== Information provided

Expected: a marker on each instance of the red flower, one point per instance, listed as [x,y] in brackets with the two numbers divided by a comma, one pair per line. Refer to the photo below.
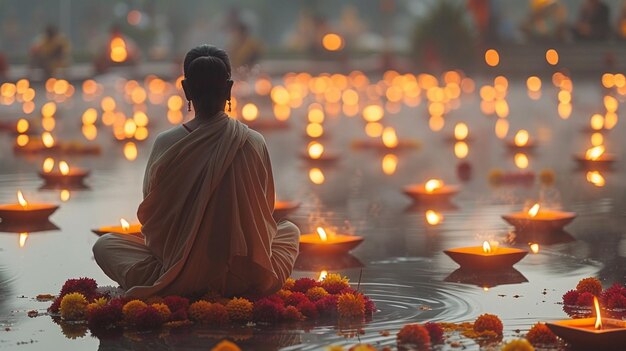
[585,299]
[435,331]
[308,309]
[414,335]
[266,310]
[570,298]
[304,284]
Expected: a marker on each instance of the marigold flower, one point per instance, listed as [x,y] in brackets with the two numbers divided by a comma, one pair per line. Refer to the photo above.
[73,307]
[414,335]
[351,306]
[540,334]
[590,285]
[488,322]
[239,310]
[316,293]
[132,308]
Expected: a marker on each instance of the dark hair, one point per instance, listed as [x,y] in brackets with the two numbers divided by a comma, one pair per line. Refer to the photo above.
[207,72]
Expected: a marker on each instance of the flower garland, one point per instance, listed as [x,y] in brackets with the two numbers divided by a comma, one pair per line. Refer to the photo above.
[298,300]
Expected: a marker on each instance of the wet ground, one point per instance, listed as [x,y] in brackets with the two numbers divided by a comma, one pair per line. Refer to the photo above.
[401,261]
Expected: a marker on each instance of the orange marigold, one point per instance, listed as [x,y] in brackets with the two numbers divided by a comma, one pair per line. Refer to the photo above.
[590,285]
[131,308]
[239,310]
[316,293]
[351,306]
[488,322]
[163,310]
[540,334]
[73,307]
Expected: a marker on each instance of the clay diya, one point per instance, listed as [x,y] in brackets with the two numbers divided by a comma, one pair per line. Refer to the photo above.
[485,257]
[24,211]
[64,176]
[539,219]
[433,190]
[123,228]
[595,333]
[323,242]
[596,158]
[284,208]
[316,153]
[521,140]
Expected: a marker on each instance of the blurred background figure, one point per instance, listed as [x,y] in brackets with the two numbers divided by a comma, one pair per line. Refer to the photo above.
[118,49]
[546,21]
[593,21]
[50,51]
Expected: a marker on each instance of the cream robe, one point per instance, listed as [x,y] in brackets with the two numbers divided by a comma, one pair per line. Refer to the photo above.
[207,220]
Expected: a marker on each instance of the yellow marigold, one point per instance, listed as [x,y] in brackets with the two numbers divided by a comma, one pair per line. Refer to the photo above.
[316,293]
[289,283]
[590,285]
[163,310]
[239,310]
[351,306]
[226,345]
[73,307]
[131,308]
[518,345]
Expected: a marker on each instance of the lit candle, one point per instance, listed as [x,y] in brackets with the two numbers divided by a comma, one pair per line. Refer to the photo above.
[324,242]
[488,256]
[23,211]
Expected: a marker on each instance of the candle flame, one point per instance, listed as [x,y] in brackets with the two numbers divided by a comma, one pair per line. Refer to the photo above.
[21,200]
[390,139]
[521,138]
[534,210]
[23,237]
[315,150]
[432,185]
[125,224]
[596,305]
[48,165]
[486,247]
[322,234]
[595,152]
[322,276]
[64,168]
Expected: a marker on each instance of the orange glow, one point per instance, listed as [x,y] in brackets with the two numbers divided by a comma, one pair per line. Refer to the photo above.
[596,306]
[315,150]
[22,126]
[492,58]
[595,178]
[595,152]
[390,164]
[461,131]
[461,149]
[552,57]
[390,139]
[521,160]
[432,185]
[433,218]
[316,176]
[22,240]
[48,165]
[534,247]
[486,247]
[64,168]
[322,234]
[521,138]
[130,151]
[332,42]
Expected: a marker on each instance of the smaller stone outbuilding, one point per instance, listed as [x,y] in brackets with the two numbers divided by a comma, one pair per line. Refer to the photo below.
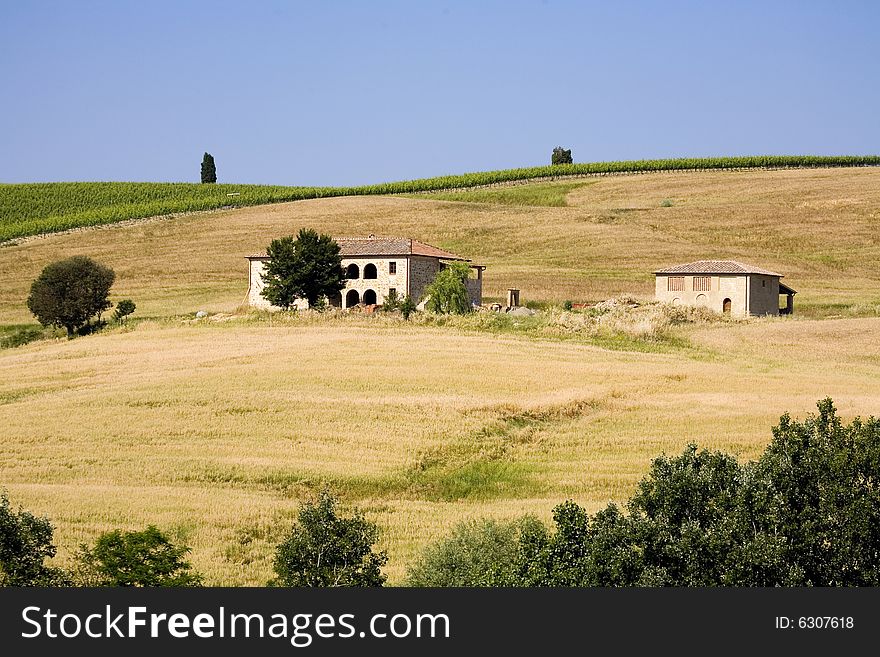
[726,286]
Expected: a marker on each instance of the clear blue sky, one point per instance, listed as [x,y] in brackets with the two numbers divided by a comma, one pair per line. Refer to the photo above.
[338,93]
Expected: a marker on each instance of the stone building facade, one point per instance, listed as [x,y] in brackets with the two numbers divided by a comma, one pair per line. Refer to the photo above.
[725,286]
[375,267]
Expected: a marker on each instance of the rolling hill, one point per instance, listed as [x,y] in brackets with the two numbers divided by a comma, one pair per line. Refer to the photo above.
[215,430]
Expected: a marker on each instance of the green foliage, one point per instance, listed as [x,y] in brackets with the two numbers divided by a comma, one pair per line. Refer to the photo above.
[405,304]
[209,169]
[477,553]
[34,208]
[25,544]
[308,267]
[407,307]
[561,156]
[807,513]
[68,293]
[817,484]
[447,293]
[325,549]
[392,302]
[123,309]
[145,558]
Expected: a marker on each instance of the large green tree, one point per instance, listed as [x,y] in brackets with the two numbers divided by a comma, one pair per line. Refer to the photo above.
[561,156]
[209,169]
[144,558]
[68,293]
[447,293]
[308,267]
[326,549]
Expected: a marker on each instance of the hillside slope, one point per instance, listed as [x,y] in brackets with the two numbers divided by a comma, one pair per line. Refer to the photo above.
[819,227]
[31,209]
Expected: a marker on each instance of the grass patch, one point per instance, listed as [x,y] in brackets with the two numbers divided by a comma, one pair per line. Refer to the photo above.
[552,195]
[17,335]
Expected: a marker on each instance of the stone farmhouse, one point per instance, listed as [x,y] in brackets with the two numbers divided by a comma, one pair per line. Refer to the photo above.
[376,267]
[725,286]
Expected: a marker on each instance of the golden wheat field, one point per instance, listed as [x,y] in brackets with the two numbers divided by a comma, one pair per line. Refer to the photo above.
[216,430]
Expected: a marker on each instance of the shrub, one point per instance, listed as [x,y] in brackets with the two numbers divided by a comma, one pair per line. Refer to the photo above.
[308,267]
[407,307]
[477,553]
[561,156]
[123,309]
[325,549]
[68,293]
[447,293]
[145,558]
[25,544]
[392,302]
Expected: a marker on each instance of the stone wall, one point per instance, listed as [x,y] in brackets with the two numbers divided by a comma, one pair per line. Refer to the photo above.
[413,274]
[422,272]
[721,287]
[384,280]
[763,295]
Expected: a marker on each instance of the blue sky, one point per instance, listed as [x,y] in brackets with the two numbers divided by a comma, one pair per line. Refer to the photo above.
[338,93]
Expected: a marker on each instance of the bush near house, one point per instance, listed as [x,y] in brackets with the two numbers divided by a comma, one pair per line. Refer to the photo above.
[308,267]
[447,293]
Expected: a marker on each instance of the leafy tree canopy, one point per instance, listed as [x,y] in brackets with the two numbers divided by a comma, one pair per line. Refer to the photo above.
[326,549]
[25,544]
[561,156]
[447,293]
[144,558]
[308,267]
[68,293]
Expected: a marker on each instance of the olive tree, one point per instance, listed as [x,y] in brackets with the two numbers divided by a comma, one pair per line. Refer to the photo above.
[327,549]
[308,267]
[447,293]
[68,293]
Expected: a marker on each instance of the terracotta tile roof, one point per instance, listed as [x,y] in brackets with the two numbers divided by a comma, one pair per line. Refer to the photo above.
[352,247]
[716,267]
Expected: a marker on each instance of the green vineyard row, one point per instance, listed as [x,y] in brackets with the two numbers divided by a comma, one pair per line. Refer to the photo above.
[35,208]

====

**Problem description**: Put every line of the records above into a Markdown table with two columns, Number for the row number and Line for the line itself, and skip any blank lines. Leave the pictures out.

**Completed task**:
| Number | Line |
|---|---|
| 1 | Expected: a marker on each instance of the red flower, one point per instance, listed as [x,y] in brackets with the two numbers divided by a comma, one pair per line. Refer to the photo below. |
| 2 | [585,299] |
| 3 | [435,331] |
| 4 | [308,309] |
| 5 | [414,335] |
| 6 | [266,310] |
| 7 | [570,298] |
| 8 | [304,284] |
| 9 | Expected: a marker on each instance of the marigold flower, one point per instance, listed as [x,y] in brackets with the two numbers divided by a comma, one pair per line. Refer to the photo above. |
| 10 | [73,307] |
| 11 | [414,335] |
| 12 | [351,306] |
| 13 | [540,334] |
| 14 | [590,285] |
| 15 | [488,322] |
| 16 | [239,310] |
| 17 | [316,293] |
| 18 | [132,308] |
| 19 | Expected: a marker on each instance of the dark hair, one point per instance, listed as [x,y] in brackets with the two numbers divided by a comma, one pair per line. Refer to the photo above. |
| 20 | [207,72] |
| 21 | Expected: a marker on each instance of the flower garland, one point per instance, listed as [x,y] in brackets with the two numbers divided by a comma, one pair per line. Refer to the photo above. |
| 22 | [298,300] |
| 23 | Expected: a marker on each instance of the wet ground, one point per instance, listed as [x,y] in brackets with the two numbers divided by a comma, one pair per line. Refer to the photo above. |
| 24 | [401,261] |
| 25 | Expected: a marker on each instance of the orange marigold, one point per instance, listed as [x,y] in brackets with the two numbers divided by a comma, one pair per line. Refer to the photo above. |
| 26 | [590,285] |
| 27 | [131,308] |
| 28 | [239,310] |
| 29 | [316,293] |
| 30 | [351,306] |
| 31 | [488,322] |
| 32 | [163,310] |
| 33 | [540,334] |
| 34 | [73,307] |
| 35 | Expected: a marker on each instance of the clay diya, one point per instance, listed as [x,y] in brackets with the two numbers divided by a comma, one pair per line. Refer to the photo above. |
| 36 | [485,257] |
| 37 | [24,211] |
| 38 | [64,176] |
| 39 | [539,219] |
| 40 | [433,190] |
| 41 | [123,228] |
| 42 | [595,333] |
| 43 | [323,242] |
| 44 | [596,158] |
| 45 | [284,208] |
| 46 | [316,153] |
| 47 | [521,140] |
| 48 | Expected: a marker on each instance of the blurred background figure, one point per instance, listed as [x,y] in brackets with the two numbers divided by a comma, one pair per line. Refer to the photo above. |
| 49 | [118,49] |
| 50 | [546,21] |
| 51 | [593,21] |
| 52 | [50,51] |
| 53 | Expected: a marker on each instance of the cream robe, one point per instance, listed as [x,y] in brackets with the two numbers divided by a comma, one pair per line. Refer to the photo above. |
| 54 | [207,220] |
| 55 | Expected: a marker on each instance of the yellow marigold, one point per instance, listed as [x,y] in brackets with the two numbers divided by a comma, one pair per line. Refer to the photo above. |
| 56 | [316,293] |
| 57 | [289,283] |
| 58 | [590,285] |
| 59 | [163,310] |
| 60 | [239,310] |
| 61 | [351,306] |
| 62 | [226,345] |
| 63 | [73,307] |
| 64 | [131,308] |
| 65 | [518,345] |
| 66 | Expected: a marker on each instance of the lit candle, one point per instance, listed as [x,y] in brackets with the two numbers divided by a comma, one pair per line. Refer to the photo above. |
| 67 | [324,242] |
| 68 | [488,256] |
| 69 | [23,211] |
| 70 | Expected: a marker on each instance of the candle flame, one point per instance, listed as [x,y] in brackets with the two numbers divided by a comma, one pair per line. Refer to the photo above. |
| 71 | [21,200] |
| 72 | [390,139] |
| 73 | [521,138] |
| 74 | [534,210] |
| 75 | [23,237] |
| 76 | [315,150] |
| 77 | [432,185] |
| 78 | [125,224] |
| 79 | [596,305] |
| 80 | [48,165] |
| 81 | [486,247] |
| 82 | [322,234] |
| 83 | [595,152] |
| 84 | [322,276] |
| 85 | [64,168] |
| 86 | Expected: a marker on each instance of the orange glow, one point per instance, listed as [x,y] in brackets with the two numbers divided by a comma, one pair per line. Refer to the photo above. |
| 87 | [596,306] |
| 88 | [315,150] |
| 89 | [22,126] |
| 90 | [492,58] |
| 91 | [595,178] |
| 92 | [595,152] |
| 93 | [390,164] |
| 94 | [461,131] |
| 95 | [461,149] |
| 96 | [552,57] |
| 97 | [390,139] |
| 98 | [521,160] |
| 99 | [432,185] |
| 100 | [433,218] |
| 101 | [316,176] |
| 102 | [22,240] |
| 103 | [48,165] |
| 104 | [534,247] |
| 105 | [486,247] |
| 106 | [64,168] |
| 107 | [322,234] |
| 108 | [521,138] |
| 109 | [130,151] |
| 110 | [332,42] |
| 111 | Expected: a marker on each instance of the smaller stone outbuilding, one point per instance, listed as [x,y] in brackets with the two numbers divided by a comma, one pair per line. Refer to the photo below. |
| 112 | [726,286] |
| 113 | Expected: a marker on each instance of the clear blue sky, one point per instance, listed as [x,y] in brackets with the two numbers divided by a comma, one pair per line. Refer to the photo above. |
| 114 | [338,93] |
| 115 | Expected: a marker on each instance of the stone building facade, one point per instance, listed as [x,y] in brackets with the two numbers divided by a comma, one pair per line. Refer to the photo above. |
| 116 | [725,286] |
| 117 | [375,267] |
| 118 | Expected: a marker on each instance of the rolling hill, one point per instance, listed as [x,y] in brackets with the two numbers divided by a comma, one pair per line. Refer to the photo above. |
| 119 | [215,430] |
| 120 | Expected: a marker on each instance of the green foliage, one point per instance, listed as [x,y] in brackets with the two numbers divided by a comma, one pair per line. Refer to the photo above. |
| 121 | [405,304] |
| 122 | [209,169] |
| 123 | [477,553] |
| 124 | [34,208] |
| 125 | [25,544] |
| 126 | [308,267] |
| 127 | [407,307] |
| 128 | [561,156] |
| 129 | [807,513] |
| 130 | [68,293] |
| 131 | [817,484] |
| 132 | [447,293] |
| 133 | [325,549] |
| 134 | [392,302] |
| 135 | [123,309] |
| 136 | [145,558] |
| 137 | Expected: a marker on each instance of the large green tree, one point per instance, listed as [x,y] in brackets with the two numbers divided by a comma, one pair per line. Refer to the photo above. |
| 138 | [561,156] |
| 139 | [209,169] |
| 140 | [144,558] |
| 141 | [68,293] |
| 142 | [447,293] |
| 143 | [308,267] |
| 144 | [326,549] |
| 145 | Expected: a marker on each instance of the hillside slope, one point per instance, listed as [x,y] in brackets with the two numbers divided by a comma, one pair per line. Refer to the photo above. |
| 146 | [819,227] |
| 147 | [31,209] |
| 148 | Expected: a marker on each instance of the grass patch, one point per instance, listed as [x,y] in brackets with the two numbers divided by a comma, one pair per line. Refer to the photo above. |
| 149 | [552,195] |
| 150 | [17,335] |
| 151 | Expected: a marker on each instance of the stone farmhouse, one point per instance, listed as [x,y] in brackets with the two numbers divided by a comma, one pair per line. Refer to the photo above. |
| 152 | [376,267] |
| 153 | [725,286] |
| 154 | Expected: a marker on each instance of the golden wheat field, one point per instance, listed as [x,y] in brackets with the two numbers divided by a comma, one pair per line. Refer to the photo above. |
| 155 | [216,430] |
| 156 | Expected: a marker on each instance of the shrub, one point per instance, listed as [x,y] in brackets with the two numbers divided by a comma, one pair per line. Refer to the photo above. |
| 157 | [308,267] |
| 158 | [407,307] |
| 159 | [477,553] |
| 160 | [561,156] |
| 161 | [123,309] |
| 162 | [325,549] |
| 163 | [68,293] |
| 164 | [447,293] |
| 165 | [145,558] |
| 166 | [25,544] |
| 167 | [392,302] |
| 168 | Expected: a marker on each instance of the stone wall, one point per instance, listed as [x,y] in brackets with the two numbers divided by a comma, one pair per line. Refer to the photo above. |
| 169 | [413,274] |
| 170 | [422,272] |
| 171 | [721,287] |
| 172 | [384,280] |
| 173 | [763,295] |
| 174 | Expected: a marker on each instance of the blue sky, one point per instance, listed as [x,y] in brackets with the two numbers divided by a comma, one pair per line. Refer to the photo above. |
| 175 | [338,93] |
| 176 | Expected: a marker on each instance of the bush near house, one point per instance, listed as [x,y] in brackets with the two numbers divided by a comma, one pair per line. Refer to the photo above. |
| 177 | [308,267] |
| 178 | [447,293] |
| 179 | Expected: a marker on each instance of the leafy tree canopy, one point per instance, listed as [x,y] in brackets with the two numbers divided by a comma, one pair per line. Refer to the photo above. |
| 180 | [326,549] |
| 181 | [25,544] |
| 182 | [561,156] |
| 183 | [447,293] |
| 184 | [144,558] |
| 185 | [308,267] |
| 186 | [68,293] |
| 187 | Expected: a marker on each instance of the olive tree, one point per instance, listed as [x,y] in brackets with the two numbers divided by a comma, one pair per line. Refer to the photo above. |
| 188 | [327,549] |
| 189 | [308,267] |
| 190 | [447,293] |
| 191 | [68,293] |
| 192 | Expected: a marker on each instance of the terracotta tile roof, one point per instance, listed as [x,y] in brackets with the two numbers divided by a comma, one pair per line. Refer to the photo above. |
| 193 | [352,247] |
| 194 | [716,267] |
| 195 | Expected: a marker on each instance of the green vineyard row, one point per instance, listed as [x,y] in brackets with the two numbers divided by a comma, one pair per line. Refer to the photo above. |
| 196 | [35,208] |